▶ **Problem statement**: Reproduce the records from the line containing "countertop in the photo above." through the end of the records, renaming "countertop" as "kitchen counter" and leaving everything else unchanged.

[Point annotation records]
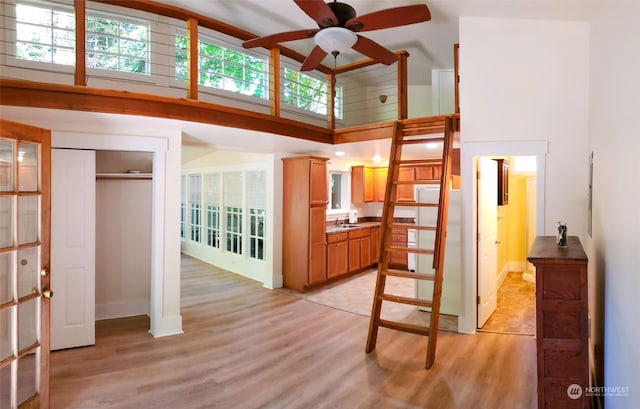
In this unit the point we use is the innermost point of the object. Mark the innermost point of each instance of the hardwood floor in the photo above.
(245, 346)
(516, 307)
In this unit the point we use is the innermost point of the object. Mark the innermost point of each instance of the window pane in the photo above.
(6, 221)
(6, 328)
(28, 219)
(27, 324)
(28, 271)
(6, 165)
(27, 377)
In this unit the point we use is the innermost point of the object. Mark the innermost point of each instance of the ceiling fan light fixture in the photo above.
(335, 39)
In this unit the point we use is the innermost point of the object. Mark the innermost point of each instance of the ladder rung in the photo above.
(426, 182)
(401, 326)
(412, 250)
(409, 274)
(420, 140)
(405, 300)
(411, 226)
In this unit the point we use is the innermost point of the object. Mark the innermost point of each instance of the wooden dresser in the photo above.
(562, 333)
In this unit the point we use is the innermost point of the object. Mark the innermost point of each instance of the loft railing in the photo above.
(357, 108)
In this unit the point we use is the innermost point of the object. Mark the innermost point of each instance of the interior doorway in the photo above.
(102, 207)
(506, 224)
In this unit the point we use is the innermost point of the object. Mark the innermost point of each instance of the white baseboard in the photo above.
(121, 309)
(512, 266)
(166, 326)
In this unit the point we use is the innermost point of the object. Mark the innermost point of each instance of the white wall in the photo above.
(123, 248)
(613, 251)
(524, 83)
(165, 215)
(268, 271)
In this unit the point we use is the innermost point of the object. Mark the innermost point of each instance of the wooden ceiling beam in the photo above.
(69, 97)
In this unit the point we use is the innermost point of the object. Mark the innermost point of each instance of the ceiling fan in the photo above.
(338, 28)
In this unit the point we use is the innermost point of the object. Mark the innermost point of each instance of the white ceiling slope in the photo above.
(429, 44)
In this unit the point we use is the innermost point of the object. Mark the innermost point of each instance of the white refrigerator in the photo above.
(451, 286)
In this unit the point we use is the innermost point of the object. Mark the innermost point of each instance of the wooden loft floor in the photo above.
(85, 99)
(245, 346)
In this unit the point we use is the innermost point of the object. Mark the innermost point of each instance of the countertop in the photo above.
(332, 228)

▶ **Response to this exercise**:
In this unit the point we use is the innermost point of the object. Mark the innermost point of each instance of the kitchen counter in the photo above.
(332, 228)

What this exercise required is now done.